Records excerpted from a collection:
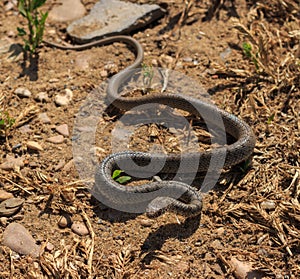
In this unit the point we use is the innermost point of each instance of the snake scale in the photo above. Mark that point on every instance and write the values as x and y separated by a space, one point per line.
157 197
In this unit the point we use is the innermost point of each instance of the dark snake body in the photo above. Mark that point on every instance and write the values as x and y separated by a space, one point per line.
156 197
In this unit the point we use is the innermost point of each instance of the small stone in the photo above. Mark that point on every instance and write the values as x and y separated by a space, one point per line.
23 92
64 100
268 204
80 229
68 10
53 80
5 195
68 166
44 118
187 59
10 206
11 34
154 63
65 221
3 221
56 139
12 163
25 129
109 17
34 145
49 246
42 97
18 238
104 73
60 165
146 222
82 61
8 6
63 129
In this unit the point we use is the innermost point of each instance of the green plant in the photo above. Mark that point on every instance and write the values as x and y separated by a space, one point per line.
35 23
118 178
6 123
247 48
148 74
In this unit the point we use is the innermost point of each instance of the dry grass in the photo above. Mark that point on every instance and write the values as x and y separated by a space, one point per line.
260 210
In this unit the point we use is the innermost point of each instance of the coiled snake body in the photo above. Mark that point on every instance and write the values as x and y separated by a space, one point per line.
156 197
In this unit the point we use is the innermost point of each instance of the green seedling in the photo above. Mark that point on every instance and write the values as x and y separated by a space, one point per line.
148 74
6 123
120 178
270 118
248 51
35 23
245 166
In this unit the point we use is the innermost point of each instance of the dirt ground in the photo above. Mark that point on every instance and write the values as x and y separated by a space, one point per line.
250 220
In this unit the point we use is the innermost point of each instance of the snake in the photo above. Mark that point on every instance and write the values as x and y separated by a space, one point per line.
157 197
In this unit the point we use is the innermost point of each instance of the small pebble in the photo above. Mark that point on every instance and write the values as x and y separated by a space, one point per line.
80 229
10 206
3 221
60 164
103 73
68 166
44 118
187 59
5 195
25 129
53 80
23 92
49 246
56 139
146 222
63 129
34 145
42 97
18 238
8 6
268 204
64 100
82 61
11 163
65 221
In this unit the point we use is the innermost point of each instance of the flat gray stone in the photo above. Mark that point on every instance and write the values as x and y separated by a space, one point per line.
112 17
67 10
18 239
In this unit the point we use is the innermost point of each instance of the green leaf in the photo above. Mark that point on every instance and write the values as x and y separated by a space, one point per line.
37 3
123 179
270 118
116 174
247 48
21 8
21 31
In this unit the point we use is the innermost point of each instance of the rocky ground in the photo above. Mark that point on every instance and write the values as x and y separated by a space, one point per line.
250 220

Task goal
Excluding the pictures, transcribe all of the entries exactly.

Completed task
In this unit the point we use is the innermost point of each instance of the snake scale in the photo above. Mark that point on every instance and write the values as x and y separated by a space, one point per line.
157 197
In this unit the point we use is the innermost point of each instance of the dark snake body in the photo above. Mark that point on every instance and write the values as x and y separated by a space, one point per line.
156 197
In this unit the point we use is the innermost point of each instance of the small stone in the photo above. Mark that point on every instance and write the values as x and y separated by a space, one point per line.
23 92
64 100
268 204
80 229
68 10
53 80
5 195
68 166
44 118
187 59
10 206
11 34
154 63
65 221
3 221
56 139
12 163
25 129
109 17
34 145
49 246
42 97
18 238
104 73
60 165
146 222
82 61
8 6
63 129
In this unit the point we use is the innermost point of each instance of the green plant in the photo above. Mark that point on every instance and write the values as x and y separated by a space, one point per line.
35 23
118 178
6 123
247 48
148 74
In this unit the point we use is the innermost point of each instance of the dry grass in the photo above. Mark that point on every instance and write the values as x and y separated by a space, one point per line.
260 210
In this unit the point we use is the innermost point of each instance of the coiled snake body in the photo above. Mark that point on every instance and write the values as x and y separated by a space, one point per line.
156 197
In this unit the point we use is the innermost point of each instance of the green seedling in the photo above. Mark that point on every instance and write the values as x and y separated by a space, one point per line.
148 74
6 123
120 178
270 118
248 51
35 23
245 166
In this unit the point we use is the innermost point of each instance of the dirt ground in the photo above. Mark that point on every instance and write the values as x and y separated by a space, one point per line.
250 220
In this unit the point we use is the innermost point of each instance of the snake in the photo above. Mark that point on every instance and write the values as x and y separated by a space, one point per line.
157 197
In this unit the point we use is the innermost point of each instance of the small pebble in the photo above. Mark that point on every instance and write the values as x and y separated by a space, one point per line.
80 229
10 206
3 221
60 164
103 73
68 166
44 118
187 59
5 195
25 129
53 80
23 92
49 246
56 139
146 222
63 129
34 145
42 97
18 238
8 6
268 204
64 100
82 61
11 163
65 221
In this unit the point we use is the innermost point of each instance of the flat gray stone in the photo above. Mark that point on every instance and write the values as x and y separated by a space, one point per line.
112 17
67 10
18 239
In this unit the point we use is the innermost point of each instance of the green leaf in the photo above. Mark that point on every instance and write the values as x and y separated by a space, one point per line.
37 3
123 179
270 118
116 174
247 48
21 8
21 31
In this unit the point we use is the innermost point of each instance of the rocky ground in the photo above. Mark that point on every instance and write the values as x and y separated by a space, one point per line.
250 220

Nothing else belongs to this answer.